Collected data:
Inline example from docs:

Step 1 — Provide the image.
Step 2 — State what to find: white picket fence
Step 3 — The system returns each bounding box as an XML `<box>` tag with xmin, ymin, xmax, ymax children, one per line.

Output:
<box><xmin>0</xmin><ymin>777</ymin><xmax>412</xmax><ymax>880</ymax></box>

▸ **WHAT YOU ARE ASKED TO DO**
Would you give the data above again, exactly as written?

▸ **EXERCISE RESPONSE**
Inline example from docs:

Step 1 — Provide the image.
Step 2 — State what to find: white picket fence
Step 3 — The system returns each bounding box as an XML `<box>` tag with xmin, ymin, xmax, ymax children, one per line.

Output:
<box><xmin>0</xmin><ymin>777</ymin><xmax>412</xmax><ymax>880</ymax></box>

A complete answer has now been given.